→ STATED PROBLEM:
Can you recast the lines below as a numbered list, starting at the line that contains "Above is an image. You are tasked with finding the blue" and stopping after the line that contains "top-left (0, 0), bottom-right (600, 166)", with blank lines left out?

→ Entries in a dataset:
+ + + + +

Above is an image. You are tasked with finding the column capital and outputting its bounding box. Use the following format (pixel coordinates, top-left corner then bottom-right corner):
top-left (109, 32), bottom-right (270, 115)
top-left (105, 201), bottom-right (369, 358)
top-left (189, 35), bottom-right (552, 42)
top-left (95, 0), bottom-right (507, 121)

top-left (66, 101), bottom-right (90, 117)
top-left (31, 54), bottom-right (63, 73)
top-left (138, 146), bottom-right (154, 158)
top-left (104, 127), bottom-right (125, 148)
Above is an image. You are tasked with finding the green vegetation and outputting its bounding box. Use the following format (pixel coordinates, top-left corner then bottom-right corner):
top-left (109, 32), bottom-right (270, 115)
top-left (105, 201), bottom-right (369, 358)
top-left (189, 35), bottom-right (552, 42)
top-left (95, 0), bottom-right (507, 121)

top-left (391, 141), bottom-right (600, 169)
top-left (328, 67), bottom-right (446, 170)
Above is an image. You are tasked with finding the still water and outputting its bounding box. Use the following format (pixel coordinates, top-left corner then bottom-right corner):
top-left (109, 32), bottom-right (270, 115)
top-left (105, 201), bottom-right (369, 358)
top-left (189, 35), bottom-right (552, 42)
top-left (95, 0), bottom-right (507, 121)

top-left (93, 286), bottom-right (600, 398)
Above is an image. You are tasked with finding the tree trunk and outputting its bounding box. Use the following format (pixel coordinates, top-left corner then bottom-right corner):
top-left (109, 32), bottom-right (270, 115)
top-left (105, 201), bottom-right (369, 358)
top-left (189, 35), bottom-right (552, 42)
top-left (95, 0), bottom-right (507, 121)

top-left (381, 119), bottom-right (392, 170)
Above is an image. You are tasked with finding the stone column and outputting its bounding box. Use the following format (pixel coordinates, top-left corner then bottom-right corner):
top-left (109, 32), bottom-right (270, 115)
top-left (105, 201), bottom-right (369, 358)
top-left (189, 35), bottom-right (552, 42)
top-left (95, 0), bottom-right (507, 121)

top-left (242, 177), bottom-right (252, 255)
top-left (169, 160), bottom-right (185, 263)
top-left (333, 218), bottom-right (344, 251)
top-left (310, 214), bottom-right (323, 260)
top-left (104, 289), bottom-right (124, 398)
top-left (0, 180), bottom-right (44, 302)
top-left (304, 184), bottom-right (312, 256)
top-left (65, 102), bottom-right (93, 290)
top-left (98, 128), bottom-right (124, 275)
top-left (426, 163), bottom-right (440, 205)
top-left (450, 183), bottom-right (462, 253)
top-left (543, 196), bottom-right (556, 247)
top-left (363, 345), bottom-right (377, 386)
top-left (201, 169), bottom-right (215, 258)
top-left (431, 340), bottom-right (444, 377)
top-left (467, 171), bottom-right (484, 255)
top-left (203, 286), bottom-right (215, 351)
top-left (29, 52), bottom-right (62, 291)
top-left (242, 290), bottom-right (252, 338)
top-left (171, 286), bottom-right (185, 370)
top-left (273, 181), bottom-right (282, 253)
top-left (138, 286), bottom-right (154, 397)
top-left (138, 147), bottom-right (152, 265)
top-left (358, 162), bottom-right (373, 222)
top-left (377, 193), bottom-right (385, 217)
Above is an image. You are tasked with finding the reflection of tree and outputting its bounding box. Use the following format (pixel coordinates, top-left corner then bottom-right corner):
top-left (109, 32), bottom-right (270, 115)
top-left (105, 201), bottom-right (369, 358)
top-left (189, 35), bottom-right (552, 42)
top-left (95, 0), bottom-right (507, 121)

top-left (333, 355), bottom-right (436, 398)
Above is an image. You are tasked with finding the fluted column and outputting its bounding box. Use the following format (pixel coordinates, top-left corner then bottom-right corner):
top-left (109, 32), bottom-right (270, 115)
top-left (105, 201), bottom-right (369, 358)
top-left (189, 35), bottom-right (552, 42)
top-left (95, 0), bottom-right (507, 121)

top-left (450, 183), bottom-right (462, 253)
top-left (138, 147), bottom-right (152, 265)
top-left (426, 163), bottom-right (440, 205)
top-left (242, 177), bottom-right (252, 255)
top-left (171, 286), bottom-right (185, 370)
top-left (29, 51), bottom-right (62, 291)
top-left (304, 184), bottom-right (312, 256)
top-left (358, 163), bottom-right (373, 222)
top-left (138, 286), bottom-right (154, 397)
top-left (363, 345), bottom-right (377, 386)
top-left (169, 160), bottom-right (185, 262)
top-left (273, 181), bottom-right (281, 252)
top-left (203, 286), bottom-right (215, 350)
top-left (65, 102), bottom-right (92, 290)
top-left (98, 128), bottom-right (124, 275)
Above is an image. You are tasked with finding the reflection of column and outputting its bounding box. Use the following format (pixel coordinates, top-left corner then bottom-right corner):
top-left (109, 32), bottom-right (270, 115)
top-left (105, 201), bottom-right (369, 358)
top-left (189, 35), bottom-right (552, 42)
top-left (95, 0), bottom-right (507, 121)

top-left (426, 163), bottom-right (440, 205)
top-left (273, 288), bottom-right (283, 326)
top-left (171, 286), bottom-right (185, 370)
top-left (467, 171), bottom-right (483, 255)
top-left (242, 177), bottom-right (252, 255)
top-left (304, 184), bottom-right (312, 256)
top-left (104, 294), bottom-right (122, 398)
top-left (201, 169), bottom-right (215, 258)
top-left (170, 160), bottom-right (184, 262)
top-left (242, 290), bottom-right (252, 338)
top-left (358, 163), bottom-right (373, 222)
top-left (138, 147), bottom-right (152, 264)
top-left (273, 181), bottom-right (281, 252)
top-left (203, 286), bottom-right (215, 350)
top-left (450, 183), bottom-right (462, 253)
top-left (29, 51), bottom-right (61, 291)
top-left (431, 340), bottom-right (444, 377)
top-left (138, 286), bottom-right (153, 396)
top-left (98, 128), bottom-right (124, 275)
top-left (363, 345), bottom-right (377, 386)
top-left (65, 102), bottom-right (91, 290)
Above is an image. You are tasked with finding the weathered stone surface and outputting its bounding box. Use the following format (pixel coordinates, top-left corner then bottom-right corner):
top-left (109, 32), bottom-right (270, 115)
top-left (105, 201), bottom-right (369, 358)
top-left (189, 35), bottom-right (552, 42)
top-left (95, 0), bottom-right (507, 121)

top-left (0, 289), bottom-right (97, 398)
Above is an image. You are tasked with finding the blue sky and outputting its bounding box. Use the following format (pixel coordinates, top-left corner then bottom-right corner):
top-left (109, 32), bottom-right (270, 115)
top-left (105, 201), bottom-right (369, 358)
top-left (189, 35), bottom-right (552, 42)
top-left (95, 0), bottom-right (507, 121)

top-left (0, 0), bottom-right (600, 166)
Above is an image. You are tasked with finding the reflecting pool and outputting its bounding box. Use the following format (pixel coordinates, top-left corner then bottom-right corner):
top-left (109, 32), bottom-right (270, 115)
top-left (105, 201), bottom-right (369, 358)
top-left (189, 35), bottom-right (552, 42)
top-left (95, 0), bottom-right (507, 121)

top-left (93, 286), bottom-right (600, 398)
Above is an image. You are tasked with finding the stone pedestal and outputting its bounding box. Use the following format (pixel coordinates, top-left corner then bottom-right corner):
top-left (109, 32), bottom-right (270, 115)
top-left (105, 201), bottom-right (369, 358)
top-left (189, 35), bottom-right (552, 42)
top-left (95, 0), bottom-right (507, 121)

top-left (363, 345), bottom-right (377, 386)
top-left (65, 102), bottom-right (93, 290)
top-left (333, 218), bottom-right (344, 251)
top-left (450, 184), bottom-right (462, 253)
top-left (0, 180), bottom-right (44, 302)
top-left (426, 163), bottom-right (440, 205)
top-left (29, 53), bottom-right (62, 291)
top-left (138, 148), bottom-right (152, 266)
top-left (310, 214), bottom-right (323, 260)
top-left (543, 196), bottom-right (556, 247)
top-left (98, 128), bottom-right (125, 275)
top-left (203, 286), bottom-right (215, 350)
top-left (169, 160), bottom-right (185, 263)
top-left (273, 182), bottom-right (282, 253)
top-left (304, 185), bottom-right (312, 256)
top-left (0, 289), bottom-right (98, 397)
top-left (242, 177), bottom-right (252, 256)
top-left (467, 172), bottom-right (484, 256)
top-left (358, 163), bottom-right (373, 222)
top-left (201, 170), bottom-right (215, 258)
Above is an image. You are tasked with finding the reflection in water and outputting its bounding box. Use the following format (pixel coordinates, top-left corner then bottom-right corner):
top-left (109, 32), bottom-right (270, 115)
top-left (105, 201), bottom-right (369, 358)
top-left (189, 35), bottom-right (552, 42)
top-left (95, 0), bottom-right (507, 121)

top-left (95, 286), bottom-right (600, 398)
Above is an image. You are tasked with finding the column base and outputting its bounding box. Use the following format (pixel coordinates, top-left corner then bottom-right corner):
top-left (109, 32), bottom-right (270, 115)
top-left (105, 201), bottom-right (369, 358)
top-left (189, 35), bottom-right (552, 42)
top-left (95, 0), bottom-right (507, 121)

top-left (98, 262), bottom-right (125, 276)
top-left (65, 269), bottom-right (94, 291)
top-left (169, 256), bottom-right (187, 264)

+ + + + +

→ SOLVED EXERCISE:
1. Above is an image. You are tasked with finding the blue sky and outputting its bounding box. Use the following format (pixel coordinates, top-left corner then bottom-right corner):
2. top-left (109, 32), bottom-right (270, 115)
3. top-left (105, 201), bottom-right (369, 358)
4. top-left (189, 35), bottom-right (552, 42)
5. top-left (95, 0), bottom-right (507, 121)
6. top-left (0, 0), bottom-right (600, 166)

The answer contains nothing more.